Collection entries

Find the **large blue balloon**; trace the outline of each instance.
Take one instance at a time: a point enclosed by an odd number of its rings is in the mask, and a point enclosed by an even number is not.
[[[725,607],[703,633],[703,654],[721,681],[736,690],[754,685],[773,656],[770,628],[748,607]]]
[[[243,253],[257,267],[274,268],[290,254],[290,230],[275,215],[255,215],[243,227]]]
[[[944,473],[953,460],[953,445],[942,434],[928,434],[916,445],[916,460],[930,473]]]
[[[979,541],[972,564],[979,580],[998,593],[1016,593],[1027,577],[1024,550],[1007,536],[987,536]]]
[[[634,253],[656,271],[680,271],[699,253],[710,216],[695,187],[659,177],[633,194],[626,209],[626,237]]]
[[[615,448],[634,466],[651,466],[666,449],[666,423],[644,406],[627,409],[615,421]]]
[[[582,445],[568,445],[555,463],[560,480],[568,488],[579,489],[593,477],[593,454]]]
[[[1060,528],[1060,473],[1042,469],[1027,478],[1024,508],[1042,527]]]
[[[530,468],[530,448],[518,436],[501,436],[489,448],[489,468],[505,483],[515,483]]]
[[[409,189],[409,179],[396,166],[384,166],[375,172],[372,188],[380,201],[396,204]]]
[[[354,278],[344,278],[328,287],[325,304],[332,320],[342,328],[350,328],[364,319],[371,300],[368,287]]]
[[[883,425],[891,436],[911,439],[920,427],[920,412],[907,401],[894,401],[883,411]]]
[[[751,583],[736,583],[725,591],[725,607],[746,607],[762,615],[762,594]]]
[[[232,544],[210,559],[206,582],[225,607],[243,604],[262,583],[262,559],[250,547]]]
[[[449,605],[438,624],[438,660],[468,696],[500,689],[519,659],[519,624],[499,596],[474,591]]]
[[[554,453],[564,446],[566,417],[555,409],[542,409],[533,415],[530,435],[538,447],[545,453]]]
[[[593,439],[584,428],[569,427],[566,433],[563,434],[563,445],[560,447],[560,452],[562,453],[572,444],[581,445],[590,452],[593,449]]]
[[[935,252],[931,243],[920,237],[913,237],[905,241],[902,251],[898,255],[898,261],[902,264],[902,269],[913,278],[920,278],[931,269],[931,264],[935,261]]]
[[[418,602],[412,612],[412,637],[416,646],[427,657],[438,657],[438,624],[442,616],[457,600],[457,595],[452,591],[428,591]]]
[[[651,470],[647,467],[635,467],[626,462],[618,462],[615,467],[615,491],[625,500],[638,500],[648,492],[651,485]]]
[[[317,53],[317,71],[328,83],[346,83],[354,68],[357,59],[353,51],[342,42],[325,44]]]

▸ **EXERCISE TASK**: Rewrite everything from the start of the records down to the line containing "Take one instance" as a numbered list, omitting any blank lines.

▸ **WORKED SOLUTION**:
1. Find the **large blue balloon**; trace the outline of each instance.
2. Take one instance at a time: a point enclosed by an odd number of its rings is in the mask, and a point enclosed by an even number is not.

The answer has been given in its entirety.